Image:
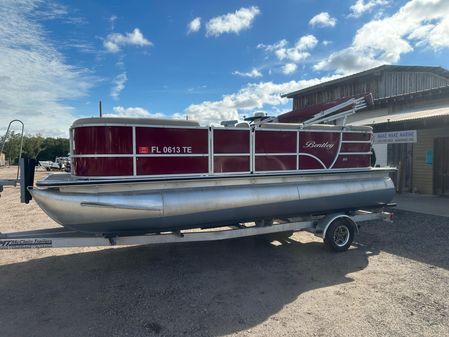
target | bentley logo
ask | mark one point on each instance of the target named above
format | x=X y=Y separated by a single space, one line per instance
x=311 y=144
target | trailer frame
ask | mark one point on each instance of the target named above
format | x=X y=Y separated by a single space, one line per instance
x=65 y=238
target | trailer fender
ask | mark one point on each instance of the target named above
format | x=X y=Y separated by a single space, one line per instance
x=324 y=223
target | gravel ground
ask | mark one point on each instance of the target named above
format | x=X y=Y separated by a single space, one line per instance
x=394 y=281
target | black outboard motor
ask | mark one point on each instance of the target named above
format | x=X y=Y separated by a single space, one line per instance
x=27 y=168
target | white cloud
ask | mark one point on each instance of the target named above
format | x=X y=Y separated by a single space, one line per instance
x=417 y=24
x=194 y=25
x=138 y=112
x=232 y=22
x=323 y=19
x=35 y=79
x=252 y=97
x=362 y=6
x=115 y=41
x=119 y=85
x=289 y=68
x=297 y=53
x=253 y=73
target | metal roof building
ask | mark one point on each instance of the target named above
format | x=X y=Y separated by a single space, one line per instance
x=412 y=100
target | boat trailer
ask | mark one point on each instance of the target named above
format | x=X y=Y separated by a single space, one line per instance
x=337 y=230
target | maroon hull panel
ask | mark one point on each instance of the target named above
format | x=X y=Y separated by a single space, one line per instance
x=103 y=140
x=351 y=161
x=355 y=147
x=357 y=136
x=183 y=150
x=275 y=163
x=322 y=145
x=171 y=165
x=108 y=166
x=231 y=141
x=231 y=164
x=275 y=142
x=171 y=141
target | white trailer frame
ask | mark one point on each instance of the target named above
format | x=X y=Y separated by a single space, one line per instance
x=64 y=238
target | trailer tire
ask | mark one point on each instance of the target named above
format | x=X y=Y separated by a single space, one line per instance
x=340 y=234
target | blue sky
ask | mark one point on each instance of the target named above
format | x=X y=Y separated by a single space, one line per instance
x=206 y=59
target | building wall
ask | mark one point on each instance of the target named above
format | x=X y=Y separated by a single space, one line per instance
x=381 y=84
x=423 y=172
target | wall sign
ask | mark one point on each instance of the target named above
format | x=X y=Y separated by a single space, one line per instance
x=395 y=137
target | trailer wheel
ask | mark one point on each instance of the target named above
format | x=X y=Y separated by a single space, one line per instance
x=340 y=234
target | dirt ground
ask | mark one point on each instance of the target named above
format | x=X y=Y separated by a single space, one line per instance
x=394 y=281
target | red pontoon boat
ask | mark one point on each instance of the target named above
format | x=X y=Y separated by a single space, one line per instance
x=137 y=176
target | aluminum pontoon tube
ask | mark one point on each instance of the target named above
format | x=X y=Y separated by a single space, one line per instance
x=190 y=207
= = =
### WHAT NEEDS TO BE DONE
Show every line from the listing that contains "frame".

### FINISHED TASK
target | trailer frame
target | white trailer frame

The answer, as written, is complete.